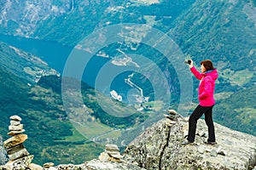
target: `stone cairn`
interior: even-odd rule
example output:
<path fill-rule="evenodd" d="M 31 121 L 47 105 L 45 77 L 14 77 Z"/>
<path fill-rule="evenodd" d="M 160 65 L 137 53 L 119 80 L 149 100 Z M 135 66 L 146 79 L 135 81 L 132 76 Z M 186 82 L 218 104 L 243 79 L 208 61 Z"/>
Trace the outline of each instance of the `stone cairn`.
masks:
<path fill-rule="evenodd" d="M 12 136 L 3 142 L 3 146 L 7 150 L 9 162 L 5 164 L 8 169 L 26 169 L 33 159 L 30 156 L 23 143 L 27 139 L 23 124 L 20 124 L 21 118 L 18 116 L 10 116 L 10 125 L 9 126 L 9 133 L 8 135 Z"/>
<path fill-rule="evenodd" d="M 102 162 L 120 162 L 123 156 L 120 155 L 119 149 L 116 144 L 106 144 L 105 151 L 101 153 L 99 160 Z"/>

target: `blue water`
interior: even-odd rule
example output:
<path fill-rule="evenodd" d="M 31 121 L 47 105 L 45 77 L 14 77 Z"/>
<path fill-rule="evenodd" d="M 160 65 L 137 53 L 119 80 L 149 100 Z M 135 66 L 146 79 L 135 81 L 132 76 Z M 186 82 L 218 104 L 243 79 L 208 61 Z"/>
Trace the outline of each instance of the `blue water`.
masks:
<path fill-rule="evenodd" d="M 62 75 L 65 63 L 73 50 L 73 47 L 63 46 L 56 42 L 49 42 L 39 39 L 26 38 L 15 36 L 6 36 L 0 34 L 0 42 L 6 42 L 11 46 L 28 52 L 44 61 L 48 63 L 49 66 L 56 70 Z M 101 68 L 109 61 L 109 59 L 94 56 L 86 65 L 83 74 L 82 81 L 95 88 L 95 81 Z M 113 65 L 113 67 L 117 67 Z M 126 94 L 131 87 L 125 82 L 125 78 L 131 72 L 123 72 L 116 76 L 112 83 L 111 89 L 100 89 L 103 94 L 109 94 L 109 91 L 114 89 L 123 97 L 125 101 Z M 99 90 L 99 89 L 97 89 Z"/>

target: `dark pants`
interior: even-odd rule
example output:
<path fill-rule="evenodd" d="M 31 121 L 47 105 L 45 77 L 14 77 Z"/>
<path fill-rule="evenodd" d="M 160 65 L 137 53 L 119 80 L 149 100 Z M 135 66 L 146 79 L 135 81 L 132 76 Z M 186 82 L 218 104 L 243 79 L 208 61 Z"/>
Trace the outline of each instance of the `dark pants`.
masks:
<path fill-rule="evenodd" d="M 193 111 L 192 115 L 189 116 L 189 135 L 188 140 L 189 142 L 194 142 L 195 138 L 195 130 L 197 120 L 205 114 L 205 121 L 208 127 L 208 142 L 215 142 L 215 132 L 214 125 L 212 121 L 212 106 L 204 107 L 197 105 L 197 107 Z"/>

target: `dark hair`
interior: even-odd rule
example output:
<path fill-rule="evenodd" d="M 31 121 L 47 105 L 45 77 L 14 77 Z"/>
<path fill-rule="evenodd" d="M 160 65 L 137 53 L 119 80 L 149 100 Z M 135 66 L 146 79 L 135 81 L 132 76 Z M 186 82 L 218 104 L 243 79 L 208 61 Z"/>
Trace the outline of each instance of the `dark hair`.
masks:
<path fill-rule="evenodd" d="M 210 60 L 202 60 L 201 61 L 200 65 L 203 65 L 207 71 L 215 69 L 213 67 L 212 62 Z"/>

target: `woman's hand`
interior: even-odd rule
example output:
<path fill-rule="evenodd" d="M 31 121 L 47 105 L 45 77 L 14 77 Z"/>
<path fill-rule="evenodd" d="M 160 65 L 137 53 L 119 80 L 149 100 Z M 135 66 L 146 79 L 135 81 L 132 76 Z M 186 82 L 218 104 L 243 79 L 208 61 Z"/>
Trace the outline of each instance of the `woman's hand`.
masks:
<path fill-rule="evenodd" d="M 192 68 L 193 67 L 193 60 L 190 59 L 190 65 L 189 65 L 189 68 Z"/>

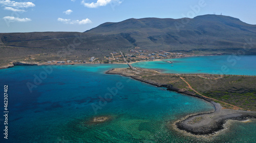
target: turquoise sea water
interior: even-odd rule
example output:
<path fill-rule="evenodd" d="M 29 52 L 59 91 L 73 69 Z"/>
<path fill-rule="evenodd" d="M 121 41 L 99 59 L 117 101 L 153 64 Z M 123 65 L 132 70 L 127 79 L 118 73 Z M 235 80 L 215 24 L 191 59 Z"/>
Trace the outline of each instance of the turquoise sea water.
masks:
<path fill-rule="evenodd" d="M 216 55 L 136 63 L 136 67 L 158 69 L 165 73 L 256 75 L 256 55 Z M 172 66 L 173 65 L 173 66 Z"/>
<path fill-rule="evenodd" d="M 110 64 L 15 66 L 0 70 L 3 94 L 4 85 L 8 85 L 9 111 L 8 139 L 3 138 L 5 119 L 3 115 L 0 117 L 0 142 L 253 142 L 256 140 L 255 121 L 232 124 L 231 130 L 210 138 L 177 132 L 172 123 L 188 114 L 213 110 L 212 105 L 128 77 L 104 73 L 112 68 L 126 67 Z M 31 89 L 31 92 L 28 83 L 36 86 Z M 3 97 L 0 98 L 3 107 Z M 3 114 L 3 108 L 0 111 Z M 102 116 L 110 120 L 98 124 L 91 122 L 94 117 Z"/>

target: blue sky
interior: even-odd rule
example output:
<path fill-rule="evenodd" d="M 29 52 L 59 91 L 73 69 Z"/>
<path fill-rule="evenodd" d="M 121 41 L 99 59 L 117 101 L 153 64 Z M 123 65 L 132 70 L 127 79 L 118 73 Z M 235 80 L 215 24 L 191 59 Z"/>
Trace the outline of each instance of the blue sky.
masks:
<path fill-rule="evenodd" d="M 0 0 L 0 33 L 80 32 L 144 17 L 228 15 L 256 24 L 255 0 Z"/>

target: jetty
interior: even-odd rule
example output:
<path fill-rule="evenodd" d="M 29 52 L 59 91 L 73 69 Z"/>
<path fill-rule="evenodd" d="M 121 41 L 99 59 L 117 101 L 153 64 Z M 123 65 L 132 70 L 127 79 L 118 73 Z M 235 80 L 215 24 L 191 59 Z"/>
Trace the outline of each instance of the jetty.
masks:
<path fill-rule="evenodd" d="M 121 53 L 121 55 L 123 57 L 123 61 L 124 61 L 124 62 L 127 64 L 127 65 L 129 66 L 129 67 L 130 68 L 130 69 L 131 69 L 133 70 L 136 71 L 137 72 L 141 72 L 141 71 L 140 71 L 136 69 L 135 68 L 134 68 L 134 67 L 133 67 L 133 66 L 132 66 L 129 63 L 128 63 L 128 62 L 127 62 L 126 60 L 125 59 L 125 58 L 123 55 L 123 53 L 121 51 L 120 51 L 120 53 Z"/>

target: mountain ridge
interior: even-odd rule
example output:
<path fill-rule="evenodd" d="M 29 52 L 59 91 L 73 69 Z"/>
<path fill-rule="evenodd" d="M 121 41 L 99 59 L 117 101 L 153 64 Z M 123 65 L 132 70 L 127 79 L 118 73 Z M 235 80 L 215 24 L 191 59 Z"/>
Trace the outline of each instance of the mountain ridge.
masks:
<path fill-rule="evenodd" d="M 119 22 L 105 22 L 83 33 L 0 33 L 0 60 L 42 53 L 56 55 L 57 51 L 67 50 L 77 42 L 79 44 L 69 51 L 68 58 L 70 59 L 104 57 L 113 51 L 128 52 L 135 48 L 151 52 L 231 54 L 242 49 L 245 45 L 250 46 L 245 54 L 256 54 L 255 37 L 256 25 L 227 16 L 130 18 Z M 65 57 L 59 58 L 65 60 Z"/>

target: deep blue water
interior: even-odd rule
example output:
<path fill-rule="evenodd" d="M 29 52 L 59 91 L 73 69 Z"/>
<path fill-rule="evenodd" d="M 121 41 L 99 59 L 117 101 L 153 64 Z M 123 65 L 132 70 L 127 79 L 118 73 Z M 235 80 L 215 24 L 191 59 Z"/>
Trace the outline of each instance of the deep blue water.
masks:
<path fill-rule="evenodd" d="M 128 77 L 104 73 L 112 68 L 126 67 L 110 64 L 15 66 L 0 70 L 3 95 L 4 85 L 8 85 L 9 111 L 8 140 L 3 138 L 4 119 L 0 117 L 0 142 L 255 140 L 255 122 L 233 124 L 231 131 L 210 138 L 176 132 L 172 123 L 188 114 L 211 110 L 212 105 Z M 47 73 L 46 68 L 52 68 L 52 72 Z M 111 94 L 114 95 L 112 98 Z M 2 96 L 3 107 L 3 100 Z M 100 116 L 110 117 L 111 120 L 92 124 L 92 118 Z"/>
<path fill-rule="evenodd" d="M 136 63 L 132 65 L 158 69 L 165 73 L 256 75 L 255 55 L 204 56 L 164 61 L 170 61 L 173 63 L 153 61 Z"/>

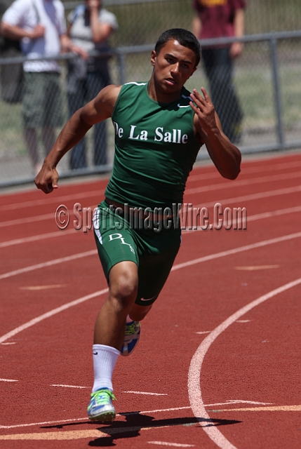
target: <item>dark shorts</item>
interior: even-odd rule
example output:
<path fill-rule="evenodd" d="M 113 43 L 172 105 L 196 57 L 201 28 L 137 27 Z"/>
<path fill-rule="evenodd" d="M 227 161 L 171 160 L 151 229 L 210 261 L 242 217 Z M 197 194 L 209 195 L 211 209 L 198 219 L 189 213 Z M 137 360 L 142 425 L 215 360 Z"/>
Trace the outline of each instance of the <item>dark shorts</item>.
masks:
<path fill-rule="evenodd" d="M 107 280 L 112 267 L 129 260 L 138 267 L 135 304 L 147 306 L 158 297 L 181 242 L 180 229 L 133 229 L 128 221 L 102 201 L 94 213 L 94 235 Z"/>
<path fill-rule="evenodd" d="M 24 72 L 23 120 L 25 128 L 55 128 L 62 124 L 60 74 Z"/>

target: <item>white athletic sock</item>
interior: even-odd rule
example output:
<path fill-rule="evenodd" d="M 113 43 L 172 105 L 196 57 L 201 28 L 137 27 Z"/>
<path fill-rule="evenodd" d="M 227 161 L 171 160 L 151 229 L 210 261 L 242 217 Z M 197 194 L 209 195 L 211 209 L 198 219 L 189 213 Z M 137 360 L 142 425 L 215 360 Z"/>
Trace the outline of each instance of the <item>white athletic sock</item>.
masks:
____________
- Aim of the task
Please copy out the material from the line containing "target: jetty" through the line containing "121 53 L 121", both included, exactly as those lines stand.

- Full solution
target: jetty
interior: even-odd rule
example output:
<path fill-rule="evenodd" d="M 29 52 L 59 91 L 73 69 Z"/>
<path fill-rule="evenodd" d="M 121 41 L 99 59 L 117 101 L 153 64 Z M 123 65 L 132 70 L 127 79 L 118 73 Z M 235 80 L 215 24 L 191 59 Z"/>
Trace the outline of each instance of the jetty.
masks:
<path fill-rule="evenodd" d="M 121 53 L 121 55 L 123 57 L 123 61 L 124 61 L 124 62 L 127 64 L 127 65 L 129 66 L 129 67 L 130 68 L 130 69 L 131 69 L 133 70 L 136 71 L 137 72 L 141 72 L 141 71 L 140 71 L 136 69 L 135 68 L 134 68 L 134 67 L 133 67 L 133 66 L 132 66 L 129 63 L 128 63 L 128 62 L 127 62 L 126 60 L 125 59 L 125 58 L 123 55 L 123 53 L 121 51 L 120 51 L 120 53 Z"/>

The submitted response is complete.